WHAT THE TASK REQUIRES: Exclude the pictures, then repeat exactly each line from the one containing "One keypoint belongs to every instance. Tag the window" to the final line of the records that follow.

Dataset entries
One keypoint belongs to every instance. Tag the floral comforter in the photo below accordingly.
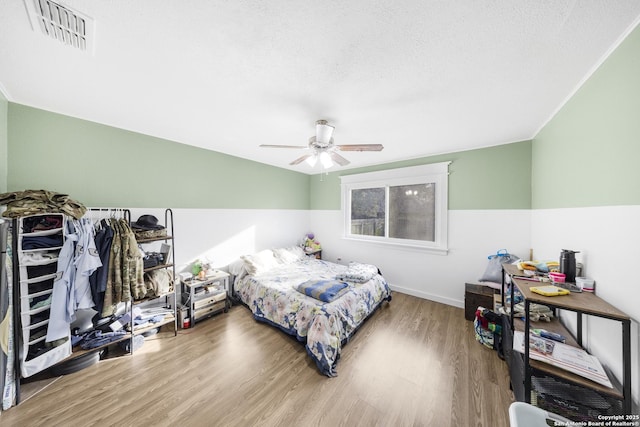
(325, 327)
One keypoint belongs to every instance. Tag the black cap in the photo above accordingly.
(147, 222)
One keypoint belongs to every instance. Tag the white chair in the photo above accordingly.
(525, 415)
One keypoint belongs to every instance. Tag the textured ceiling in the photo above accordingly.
(421, 77)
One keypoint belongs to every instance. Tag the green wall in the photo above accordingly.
(489, 178)
(104, 166)
(589, 153)
(3, 143)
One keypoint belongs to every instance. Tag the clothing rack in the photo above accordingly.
(118, 213)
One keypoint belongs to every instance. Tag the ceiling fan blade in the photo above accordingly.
(338, 159)
(360, 147)
(300, 159)
(282, 146)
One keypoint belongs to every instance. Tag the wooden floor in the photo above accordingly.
(413, 363)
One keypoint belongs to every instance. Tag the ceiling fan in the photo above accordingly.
(323, 148)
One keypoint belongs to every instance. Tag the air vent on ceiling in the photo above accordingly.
(61, 23)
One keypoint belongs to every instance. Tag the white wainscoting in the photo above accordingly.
(608, 239)
(473, 235)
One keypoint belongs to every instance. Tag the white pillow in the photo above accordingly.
(236, 267)
(289, 255)
(259, 262)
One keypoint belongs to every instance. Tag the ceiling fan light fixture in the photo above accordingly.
(323, 132)
(325, 160)
(312, 160)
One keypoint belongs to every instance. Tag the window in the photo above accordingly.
(406, 206)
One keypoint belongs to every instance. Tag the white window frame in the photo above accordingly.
(437, 173)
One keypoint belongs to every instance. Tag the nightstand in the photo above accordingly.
(206, 297)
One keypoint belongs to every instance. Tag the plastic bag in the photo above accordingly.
(493, 272)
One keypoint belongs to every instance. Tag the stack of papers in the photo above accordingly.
(572, 359)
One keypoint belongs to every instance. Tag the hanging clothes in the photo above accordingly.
(62, 304)
(125, 267)
(86, 262)
(98, 280)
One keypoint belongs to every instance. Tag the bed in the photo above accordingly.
(320, 303)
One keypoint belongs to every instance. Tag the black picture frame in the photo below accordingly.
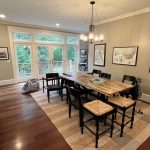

ANSWER SPACE:
One keypoint belongs to every instance. Tag the window in the photo above accordingly.
(406, 206)
One keypoint belongs to every instance. Tag the white window frame in the photo above accordingly.
(437, 173)
One keypoint belongs to every instance. Tag the nightstand in the photo above accordingly.
(206, 297)
One keypoint belongs to every instance. Tag the plastic bag in the photo above accordingly.
(493, 272)
One keypoint belongs to every instance. Tag the stack of papers in the photo above accordingly.
(572, 359)
One keypoint belongs to every instance. Tag the hanging clothes in the photo above accordingly.
(62, 304)
(125, 267)
(86, 262)
(98, 280)
One keypoint belongs to every instance. Tag the bed in the photo above accordingly.
(320, 303)
One keypoint belongs to every instance. Tag the black picture frame in the photo below accordingly.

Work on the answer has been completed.